Task to complete:
Which lines of the records below contain the word "engine"? Pick out each one and copy it in full.

Input:
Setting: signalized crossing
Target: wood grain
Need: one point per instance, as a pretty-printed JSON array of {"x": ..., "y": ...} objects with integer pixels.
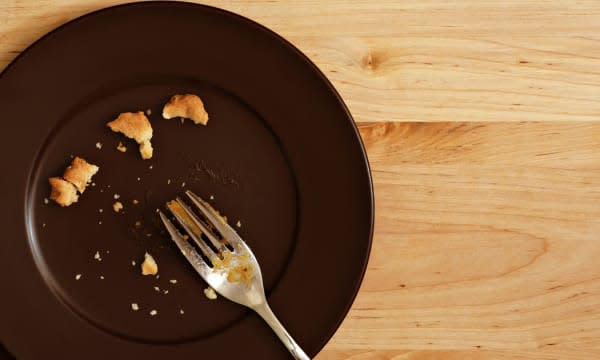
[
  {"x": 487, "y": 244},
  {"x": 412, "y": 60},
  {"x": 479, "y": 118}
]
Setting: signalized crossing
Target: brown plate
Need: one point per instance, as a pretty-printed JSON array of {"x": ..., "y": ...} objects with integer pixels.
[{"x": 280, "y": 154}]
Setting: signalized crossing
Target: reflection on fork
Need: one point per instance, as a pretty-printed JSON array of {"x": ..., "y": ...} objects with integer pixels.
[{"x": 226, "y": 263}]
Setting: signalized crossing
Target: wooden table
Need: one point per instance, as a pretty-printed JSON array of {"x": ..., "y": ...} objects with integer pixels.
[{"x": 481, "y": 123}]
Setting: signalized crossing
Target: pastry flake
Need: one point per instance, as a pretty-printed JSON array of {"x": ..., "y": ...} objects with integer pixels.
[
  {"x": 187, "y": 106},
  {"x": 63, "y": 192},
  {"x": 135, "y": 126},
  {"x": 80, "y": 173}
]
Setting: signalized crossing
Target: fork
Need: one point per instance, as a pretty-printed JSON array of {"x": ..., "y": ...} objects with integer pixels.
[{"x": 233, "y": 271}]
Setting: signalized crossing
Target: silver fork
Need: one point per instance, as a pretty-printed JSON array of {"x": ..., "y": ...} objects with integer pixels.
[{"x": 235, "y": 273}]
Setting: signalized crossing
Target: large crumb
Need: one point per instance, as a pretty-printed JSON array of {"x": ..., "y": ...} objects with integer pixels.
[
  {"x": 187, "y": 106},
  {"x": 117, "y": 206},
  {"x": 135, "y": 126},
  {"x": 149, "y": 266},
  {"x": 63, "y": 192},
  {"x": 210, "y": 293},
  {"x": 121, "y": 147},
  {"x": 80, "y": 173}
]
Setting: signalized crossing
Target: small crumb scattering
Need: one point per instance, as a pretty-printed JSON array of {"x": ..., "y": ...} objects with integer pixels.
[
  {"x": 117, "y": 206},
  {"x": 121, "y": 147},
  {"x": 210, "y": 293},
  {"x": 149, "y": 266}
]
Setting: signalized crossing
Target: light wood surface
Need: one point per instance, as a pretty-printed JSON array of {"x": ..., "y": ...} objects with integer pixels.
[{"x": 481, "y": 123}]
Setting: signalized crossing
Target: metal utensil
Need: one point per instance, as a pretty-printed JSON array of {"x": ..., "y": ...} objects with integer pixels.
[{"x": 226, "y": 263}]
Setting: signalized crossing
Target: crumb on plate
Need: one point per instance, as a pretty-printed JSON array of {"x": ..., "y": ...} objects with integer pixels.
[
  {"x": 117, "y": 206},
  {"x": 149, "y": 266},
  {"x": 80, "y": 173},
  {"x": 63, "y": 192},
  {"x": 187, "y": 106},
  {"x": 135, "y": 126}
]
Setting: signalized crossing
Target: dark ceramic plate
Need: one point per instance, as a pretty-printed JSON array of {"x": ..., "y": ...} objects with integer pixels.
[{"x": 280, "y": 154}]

* * *

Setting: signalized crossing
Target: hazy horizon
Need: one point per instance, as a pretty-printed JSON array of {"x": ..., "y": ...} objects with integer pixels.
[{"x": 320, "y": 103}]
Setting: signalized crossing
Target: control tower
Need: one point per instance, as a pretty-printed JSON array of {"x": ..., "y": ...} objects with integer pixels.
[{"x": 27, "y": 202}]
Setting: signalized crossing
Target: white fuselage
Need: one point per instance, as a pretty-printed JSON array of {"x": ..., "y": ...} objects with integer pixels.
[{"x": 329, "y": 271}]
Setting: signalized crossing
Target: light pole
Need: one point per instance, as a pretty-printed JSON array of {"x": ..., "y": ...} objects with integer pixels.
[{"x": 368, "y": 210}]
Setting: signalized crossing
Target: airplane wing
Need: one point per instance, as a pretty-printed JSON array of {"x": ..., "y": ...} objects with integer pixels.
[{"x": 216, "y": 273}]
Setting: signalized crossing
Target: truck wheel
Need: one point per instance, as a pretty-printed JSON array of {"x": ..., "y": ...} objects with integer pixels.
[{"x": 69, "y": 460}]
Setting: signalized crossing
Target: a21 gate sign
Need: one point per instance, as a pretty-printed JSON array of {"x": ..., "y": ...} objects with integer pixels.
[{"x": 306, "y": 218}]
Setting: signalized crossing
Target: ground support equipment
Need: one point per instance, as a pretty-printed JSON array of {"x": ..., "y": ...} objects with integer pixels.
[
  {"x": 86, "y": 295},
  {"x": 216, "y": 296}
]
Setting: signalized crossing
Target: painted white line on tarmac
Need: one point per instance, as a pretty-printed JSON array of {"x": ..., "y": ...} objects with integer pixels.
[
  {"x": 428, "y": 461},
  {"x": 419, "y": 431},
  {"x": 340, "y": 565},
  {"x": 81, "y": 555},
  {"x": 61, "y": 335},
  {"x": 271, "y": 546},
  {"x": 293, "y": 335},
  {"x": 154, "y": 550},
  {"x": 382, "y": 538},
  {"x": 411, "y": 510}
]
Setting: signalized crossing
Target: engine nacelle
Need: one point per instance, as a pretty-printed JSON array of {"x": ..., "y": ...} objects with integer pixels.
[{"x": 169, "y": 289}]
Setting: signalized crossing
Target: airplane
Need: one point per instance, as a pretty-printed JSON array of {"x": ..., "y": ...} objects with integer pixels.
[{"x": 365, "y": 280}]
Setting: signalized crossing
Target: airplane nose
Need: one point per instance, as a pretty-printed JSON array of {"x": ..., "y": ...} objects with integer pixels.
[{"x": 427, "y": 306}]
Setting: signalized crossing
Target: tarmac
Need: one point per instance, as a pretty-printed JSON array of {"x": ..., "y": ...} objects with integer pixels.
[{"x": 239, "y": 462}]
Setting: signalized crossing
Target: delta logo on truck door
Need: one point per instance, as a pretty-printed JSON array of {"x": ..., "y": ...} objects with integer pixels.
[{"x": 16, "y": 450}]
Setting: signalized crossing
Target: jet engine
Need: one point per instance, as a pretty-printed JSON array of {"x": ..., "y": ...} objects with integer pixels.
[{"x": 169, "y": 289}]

Written solution:
Target: engine nacelle
Target: jet engine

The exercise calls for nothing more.